### [EXTRACTED MATERIAL]
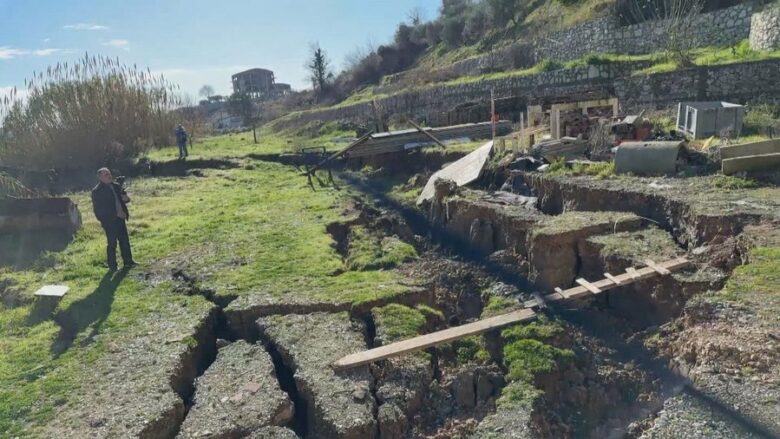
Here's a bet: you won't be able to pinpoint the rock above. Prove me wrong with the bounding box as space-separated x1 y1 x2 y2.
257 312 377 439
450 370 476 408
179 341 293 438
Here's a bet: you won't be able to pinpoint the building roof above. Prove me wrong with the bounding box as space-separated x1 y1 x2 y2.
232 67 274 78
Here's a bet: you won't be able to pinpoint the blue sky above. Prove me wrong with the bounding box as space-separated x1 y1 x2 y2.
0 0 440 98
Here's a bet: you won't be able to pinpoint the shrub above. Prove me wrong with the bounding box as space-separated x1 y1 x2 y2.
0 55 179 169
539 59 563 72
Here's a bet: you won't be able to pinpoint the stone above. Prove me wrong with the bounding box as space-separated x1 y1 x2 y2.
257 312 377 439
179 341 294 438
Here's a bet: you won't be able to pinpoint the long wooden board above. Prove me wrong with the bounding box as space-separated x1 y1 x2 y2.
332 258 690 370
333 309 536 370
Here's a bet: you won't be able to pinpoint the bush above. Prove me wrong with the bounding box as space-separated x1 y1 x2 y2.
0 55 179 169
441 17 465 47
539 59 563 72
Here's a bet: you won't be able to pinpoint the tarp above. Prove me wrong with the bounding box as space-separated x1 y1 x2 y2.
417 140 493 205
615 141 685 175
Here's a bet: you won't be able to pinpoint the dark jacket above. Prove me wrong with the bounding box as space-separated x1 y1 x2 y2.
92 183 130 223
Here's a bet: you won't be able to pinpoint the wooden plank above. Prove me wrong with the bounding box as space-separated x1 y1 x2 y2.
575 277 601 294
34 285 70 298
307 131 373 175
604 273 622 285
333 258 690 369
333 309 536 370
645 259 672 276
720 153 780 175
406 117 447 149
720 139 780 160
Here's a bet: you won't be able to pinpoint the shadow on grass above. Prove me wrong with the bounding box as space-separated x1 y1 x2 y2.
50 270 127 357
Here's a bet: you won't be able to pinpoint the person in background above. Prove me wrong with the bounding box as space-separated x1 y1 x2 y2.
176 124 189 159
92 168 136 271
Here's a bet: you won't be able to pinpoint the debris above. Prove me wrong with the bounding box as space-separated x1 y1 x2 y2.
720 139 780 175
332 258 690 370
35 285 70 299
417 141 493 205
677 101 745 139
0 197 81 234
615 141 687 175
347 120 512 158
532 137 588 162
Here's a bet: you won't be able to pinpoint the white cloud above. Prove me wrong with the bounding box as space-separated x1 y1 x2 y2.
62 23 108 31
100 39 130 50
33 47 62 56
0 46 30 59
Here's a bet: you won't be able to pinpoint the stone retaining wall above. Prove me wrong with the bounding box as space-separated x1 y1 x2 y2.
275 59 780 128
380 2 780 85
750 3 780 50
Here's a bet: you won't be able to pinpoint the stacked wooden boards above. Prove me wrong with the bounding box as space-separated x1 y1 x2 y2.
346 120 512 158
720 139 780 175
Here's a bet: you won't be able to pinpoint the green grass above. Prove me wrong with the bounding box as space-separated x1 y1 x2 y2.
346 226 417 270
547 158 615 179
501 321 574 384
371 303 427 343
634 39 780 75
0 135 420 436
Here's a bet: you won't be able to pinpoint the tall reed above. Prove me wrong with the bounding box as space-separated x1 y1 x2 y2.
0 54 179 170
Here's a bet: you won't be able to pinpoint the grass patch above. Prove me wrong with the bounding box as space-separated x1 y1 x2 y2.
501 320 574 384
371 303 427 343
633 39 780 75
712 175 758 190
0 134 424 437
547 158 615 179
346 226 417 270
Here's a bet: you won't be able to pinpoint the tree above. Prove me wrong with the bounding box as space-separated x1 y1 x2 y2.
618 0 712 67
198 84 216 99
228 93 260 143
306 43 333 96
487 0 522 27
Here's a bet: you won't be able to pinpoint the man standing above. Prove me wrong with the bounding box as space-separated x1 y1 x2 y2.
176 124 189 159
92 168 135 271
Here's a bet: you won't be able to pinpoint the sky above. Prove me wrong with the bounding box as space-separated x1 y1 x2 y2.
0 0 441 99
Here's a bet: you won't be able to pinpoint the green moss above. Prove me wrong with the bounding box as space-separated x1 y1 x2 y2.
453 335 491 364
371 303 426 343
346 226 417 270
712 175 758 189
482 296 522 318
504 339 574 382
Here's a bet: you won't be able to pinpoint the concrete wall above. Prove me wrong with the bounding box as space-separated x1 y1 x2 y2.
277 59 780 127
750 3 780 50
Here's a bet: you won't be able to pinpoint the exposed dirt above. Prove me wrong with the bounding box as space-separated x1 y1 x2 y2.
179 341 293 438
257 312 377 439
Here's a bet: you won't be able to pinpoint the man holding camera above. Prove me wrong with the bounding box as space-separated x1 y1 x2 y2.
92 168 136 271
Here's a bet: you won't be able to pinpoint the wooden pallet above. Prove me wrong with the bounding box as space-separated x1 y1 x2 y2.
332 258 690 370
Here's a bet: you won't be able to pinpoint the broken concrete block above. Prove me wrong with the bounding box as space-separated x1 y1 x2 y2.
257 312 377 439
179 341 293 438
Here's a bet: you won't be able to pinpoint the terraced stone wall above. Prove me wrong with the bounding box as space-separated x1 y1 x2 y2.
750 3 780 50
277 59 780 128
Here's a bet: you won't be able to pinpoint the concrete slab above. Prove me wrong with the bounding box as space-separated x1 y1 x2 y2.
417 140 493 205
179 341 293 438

### [AIM OF THE EXERCISE]
Reproduce the data above from the line containing "the man holding" through its final line, both included, with the request lines unchanged. Scale every bounding-box coordinate by 1.85, rounding to whole numbers with halves rounded up.

### [CORRECT OUTPUT]
Here's a bet: you won't be able to pinpoint the man holding camera above. Prove me wrong with the bounding box as space-separated x1 y1 x2 y2.
170 311 252 501
Here's a bet: you won't be able to pinpoint the wooden pallet above. Prove me wrong with the bounding box as space-separated x1 y1 x2 y2.
614 477 1277 685
Here's a bet: you won't be able to pinpoint the broken concrete block above. Prove me wrong with the bounding box as space-separated x1 y1 x2 y2.
475 577 697 812
331 631 542 810
Here's a bet: you won't be able to pinpoint the terraced stone wall above. Prove me wrong with the bounding box as space-separated x1 y1 x2 y2.
1388 6 1443 93
512 109 1443 237
Here's a bet: you won't be able to pinpoint the concrete slab above. Prove me wrong with the bounding box as space-separated x1 y1 x2 y2.
771 259 912 379
331 631 542 810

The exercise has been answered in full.